EXERCISE DIRECTIONS →
Only the lines with "clear" in them need to be copied from the listing.
■ ■ ■ ■ ■ ■ ■
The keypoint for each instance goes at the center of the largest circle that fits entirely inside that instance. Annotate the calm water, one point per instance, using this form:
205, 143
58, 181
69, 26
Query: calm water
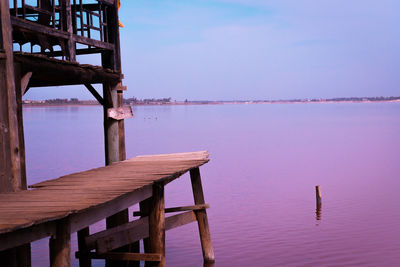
265, 162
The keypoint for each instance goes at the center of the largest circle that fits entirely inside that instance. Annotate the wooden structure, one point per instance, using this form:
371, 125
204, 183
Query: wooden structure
73, 202
40, 45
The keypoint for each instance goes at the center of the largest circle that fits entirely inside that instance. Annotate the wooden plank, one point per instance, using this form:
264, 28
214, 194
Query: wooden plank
201, 215
92, 42
125, 256
177, 209
60, 245
31, 26
133, 231
120, 113
95, 214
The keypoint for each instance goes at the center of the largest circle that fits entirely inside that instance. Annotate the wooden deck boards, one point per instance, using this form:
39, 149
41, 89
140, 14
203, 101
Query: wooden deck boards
85, 193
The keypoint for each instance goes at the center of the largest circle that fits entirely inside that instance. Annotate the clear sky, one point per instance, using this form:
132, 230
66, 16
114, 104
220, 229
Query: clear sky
■ ■ ■ ■ ■ ■ ■
EXPECTED ANSWER →
The keypoint for each instance goes at the center of the largest circle that fits entirely inside that instance. Annotate the clear sky, one point per instance, using this form:
Query: clear sky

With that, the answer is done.